[Saved entries]
=== Begin Enclosure ===

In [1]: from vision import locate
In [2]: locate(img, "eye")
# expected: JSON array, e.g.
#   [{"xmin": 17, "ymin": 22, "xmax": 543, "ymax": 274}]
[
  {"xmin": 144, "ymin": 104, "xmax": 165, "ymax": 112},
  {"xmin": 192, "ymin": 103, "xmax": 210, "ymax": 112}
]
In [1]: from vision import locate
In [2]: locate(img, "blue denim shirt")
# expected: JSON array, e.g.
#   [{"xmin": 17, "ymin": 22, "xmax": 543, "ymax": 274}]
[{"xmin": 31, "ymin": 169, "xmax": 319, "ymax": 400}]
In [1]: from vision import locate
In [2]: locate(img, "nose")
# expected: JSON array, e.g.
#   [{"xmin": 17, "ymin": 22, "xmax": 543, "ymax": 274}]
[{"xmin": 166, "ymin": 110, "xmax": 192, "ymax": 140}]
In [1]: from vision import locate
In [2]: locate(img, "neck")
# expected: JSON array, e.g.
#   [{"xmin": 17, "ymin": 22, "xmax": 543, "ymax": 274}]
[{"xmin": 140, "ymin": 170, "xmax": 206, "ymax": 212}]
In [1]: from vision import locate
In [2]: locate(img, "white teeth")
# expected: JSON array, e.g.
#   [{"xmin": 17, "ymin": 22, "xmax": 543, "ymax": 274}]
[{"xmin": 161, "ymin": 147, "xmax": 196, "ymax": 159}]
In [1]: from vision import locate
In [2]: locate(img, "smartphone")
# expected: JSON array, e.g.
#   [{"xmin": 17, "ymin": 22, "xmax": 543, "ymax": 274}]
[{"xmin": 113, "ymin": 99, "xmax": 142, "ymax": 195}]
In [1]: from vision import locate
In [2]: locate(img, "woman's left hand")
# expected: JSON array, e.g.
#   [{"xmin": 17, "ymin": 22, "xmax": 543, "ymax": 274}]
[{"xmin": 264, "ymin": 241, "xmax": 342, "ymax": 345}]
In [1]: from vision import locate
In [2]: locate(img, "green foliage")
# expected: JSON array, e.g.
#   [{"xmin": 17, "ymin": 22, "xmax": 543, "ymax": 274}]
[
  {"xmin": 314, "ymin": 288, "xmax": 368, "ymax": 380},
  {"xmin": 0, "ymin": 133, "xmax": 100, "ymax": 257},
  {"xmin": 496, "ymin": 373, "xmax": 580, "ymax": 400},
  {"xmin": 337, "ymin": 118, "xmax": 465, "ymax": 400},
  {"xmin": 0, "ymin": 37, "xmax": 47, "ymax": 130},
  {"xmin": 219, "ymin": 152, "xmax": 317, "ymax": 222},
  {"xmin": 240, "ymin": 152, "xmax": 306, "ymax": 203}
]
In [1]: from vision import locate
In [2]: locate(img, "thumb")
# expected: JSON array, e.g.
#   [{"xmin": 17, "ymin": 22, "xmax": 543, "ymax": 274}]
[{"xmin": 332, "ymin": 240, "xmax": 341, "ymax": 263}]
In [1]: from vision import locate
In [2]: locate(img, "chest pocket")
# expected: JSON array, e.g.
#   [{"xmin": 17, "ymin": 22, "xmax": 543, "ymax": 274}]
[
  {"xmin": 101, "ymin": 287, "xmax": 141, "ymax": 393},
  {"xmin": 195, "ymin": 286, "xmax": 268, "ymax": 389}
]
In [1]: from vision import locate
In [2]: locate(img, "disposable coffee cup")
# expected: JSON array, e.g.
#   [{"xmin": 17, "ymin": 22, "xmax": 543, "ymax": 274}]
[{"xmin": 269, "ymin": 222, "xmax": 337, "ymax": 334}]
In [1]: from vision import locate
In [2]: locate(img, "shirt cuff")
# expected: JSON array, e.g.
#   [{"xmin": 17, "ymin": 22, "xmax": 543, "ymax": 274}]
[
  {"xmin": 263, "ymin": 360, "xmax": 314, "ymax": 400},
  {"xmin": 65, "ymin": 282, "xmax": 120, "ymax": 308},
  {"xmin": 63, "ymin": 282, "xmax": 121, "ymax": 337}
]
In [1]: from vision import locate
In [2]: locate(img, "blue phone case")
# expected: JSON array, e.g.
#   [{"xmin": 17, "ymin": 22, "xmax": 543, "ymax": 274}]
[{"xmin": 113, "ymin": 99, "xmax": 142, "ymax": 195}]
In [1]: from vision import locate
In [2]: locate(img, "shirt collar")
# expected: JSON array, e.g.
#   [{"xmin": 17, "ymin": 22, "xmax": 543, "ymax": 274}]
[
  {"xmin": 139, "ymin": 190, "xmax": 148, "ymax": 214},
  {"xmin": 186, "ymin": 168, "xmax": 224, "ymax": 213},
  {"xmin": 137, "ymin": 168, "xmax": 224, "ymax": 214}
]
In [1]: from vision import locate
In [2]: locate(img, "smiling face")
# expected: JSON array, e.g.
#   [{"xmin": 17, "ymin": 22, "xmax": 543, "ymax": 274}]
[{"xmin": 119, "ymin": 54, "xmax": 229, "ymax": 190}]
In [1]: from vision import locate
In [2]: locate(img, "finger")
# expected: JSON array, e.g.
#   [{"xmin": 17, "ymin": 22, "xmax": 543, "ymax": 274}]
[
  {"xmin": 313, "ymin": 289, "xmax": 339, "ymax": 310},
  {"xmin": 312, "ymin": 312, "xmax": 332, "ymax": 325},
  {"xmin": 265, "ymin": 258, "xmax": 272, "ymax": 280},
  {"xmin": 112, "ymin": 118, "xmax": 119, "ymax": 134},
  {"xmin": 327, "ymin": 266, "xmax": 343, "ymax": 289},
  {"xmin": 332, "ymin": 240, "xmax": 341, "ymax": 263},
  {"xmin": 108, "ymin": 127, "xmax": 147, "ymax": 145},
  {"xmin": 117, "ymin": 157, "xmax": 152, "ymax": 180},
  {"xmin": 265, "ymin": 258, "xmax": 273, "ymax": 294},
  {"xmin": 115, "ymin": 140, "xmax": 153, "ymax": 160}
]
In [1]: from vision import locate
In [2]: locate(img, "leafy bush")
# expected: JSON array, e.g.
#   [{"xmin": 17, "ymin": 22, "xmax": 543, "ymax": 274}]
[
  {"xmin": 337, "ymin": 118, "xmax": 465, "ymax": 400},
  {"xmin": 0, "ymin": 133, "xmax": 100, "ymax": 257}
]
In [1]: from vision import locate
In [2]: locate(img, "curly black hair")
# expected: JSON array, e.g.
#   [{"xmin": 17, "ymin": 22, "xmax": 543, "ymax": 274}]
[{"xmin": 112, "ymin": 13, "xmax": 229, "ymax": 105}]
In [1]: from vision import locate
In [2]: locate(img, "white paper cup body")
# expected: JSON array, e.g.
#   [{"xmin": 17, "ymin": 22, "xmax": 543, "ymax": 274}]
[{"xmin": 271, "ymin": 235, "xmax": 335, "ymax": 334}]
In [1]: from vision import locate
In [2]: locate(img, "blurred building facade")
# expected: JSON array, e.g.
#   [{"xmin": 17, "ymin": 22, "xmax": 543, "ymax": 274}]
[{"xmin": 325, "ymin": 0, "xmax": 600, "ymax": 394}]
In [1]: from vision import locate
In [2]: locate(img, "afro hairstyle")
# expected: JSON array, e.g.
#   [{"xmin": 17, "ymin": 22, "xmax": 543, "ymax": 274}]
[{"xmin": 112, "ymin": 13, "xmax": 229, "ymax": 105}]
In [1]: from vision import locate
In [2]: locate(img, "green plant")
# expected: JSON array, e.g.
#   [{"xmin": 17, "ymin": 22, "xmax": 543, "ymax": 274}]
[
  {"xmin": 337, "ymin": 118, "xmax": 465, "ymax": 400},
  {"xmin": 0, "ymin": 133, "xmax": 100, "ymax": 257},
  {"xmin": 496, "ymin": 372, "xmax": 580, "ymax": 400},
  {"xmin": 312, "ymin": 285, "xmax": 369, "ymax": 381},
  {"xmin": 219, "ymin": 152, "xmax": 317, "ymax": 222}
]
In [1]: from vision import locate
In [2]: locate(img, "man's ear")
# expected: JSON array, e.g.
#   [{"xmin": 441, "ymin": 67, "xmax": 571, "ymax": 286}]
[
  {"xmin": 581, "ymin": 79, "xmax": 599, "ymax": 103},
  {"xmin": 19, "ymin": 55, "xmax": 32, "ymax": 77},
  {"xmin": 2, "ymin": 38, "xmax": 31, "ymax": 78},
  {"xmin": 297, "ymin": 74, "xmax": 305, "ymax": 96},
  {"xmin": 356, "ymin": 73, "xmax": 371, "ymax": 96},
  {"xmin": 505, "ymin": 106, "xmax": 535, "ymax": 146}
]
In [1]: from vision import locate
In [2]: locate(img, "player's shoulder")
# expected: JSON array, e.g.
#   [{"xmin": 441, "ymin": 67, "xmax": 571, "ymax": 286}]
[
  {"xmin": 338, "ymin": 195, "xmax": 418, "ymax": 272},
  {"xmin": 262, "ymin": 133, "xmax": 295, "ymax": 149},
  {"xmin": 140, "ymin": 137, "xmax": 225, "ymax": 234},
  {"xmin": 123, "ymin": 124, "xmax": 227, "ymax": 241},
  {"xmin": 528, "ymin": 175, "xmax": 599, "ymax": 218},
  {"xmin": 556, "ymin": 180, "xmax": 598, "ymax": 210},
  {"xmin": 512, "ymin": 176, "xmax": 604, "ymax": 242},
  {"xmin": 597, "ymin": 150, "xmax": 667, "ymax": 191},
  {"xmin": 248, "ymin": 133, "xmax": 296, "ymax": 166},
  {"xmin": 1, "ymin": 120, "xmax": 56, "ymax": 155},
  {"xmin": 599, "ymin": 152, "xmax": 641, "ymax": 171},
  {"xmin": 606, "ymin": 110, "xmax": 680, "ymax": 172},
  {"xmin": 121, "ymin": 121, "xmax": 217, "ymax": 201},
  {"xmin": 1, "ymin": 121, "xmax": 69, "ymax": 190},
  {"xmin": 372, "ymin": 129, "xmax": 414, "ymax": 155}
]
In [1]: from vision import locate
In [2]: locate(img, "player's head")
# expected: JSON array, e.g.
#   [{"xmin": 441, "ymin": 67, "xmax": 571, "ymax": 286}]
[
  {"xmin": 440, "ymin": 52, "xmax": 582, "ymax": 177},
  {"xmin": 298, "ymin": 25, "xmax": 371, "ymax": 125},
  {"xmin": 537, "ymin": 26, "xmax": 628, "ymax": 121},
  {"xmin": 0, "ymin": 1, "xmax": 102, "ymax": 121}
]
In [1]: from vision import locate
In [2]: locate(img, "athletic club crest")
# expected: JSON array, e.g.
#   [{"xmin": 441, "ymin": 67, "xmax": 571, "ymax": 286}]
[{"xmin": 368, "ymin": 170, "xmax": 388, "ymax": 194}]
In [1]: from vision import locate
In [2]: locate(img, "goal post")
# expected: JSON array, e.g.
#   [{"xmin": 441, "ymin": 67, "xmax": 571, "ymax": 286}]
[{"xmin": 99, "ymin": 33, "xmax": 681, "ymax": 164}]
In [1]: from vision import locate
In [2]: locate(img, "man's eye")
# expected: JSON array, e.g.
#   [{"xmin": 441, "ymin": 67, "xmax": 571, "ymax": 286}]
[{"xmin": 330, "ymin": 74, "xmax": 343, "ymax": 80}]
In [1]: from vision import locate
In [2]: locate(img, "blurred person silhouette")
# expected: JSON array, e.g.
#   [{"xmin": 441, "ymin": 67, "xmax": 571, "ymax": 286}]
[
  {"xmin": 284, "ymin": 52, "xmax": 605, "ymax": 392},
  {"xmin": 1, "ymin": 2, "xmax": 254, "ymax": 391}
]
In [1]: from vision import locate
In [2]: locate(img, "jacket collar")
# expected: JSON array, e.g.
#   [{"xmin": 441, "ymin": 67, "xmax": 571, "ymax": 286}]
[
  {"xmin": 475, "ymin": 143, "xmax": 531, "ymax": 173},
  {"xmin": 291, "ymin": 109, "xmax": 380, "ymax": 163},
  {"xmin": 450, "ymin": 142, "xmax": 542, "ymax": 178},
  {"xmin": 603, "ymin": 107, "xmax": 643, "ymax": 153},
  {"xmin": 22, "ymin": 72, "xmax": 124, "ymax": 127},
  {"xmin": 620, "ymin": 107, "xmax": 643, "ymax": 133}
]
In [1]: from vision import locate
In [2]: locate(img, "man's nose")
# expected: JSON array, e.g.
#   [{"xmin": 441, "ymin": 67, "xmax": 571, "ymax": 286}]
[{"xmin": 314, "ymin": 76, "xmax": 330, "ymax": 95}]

=== End Enclosure ===

* [Exercise objective]: All lines in the records with the string "shirt" should be copied out.

* [Answer space]:
In [2]: locate(img, "blue denim shirt")
In [2]: locate(img, "shirt cuff")
In [2]: locate(img, "shirt collar")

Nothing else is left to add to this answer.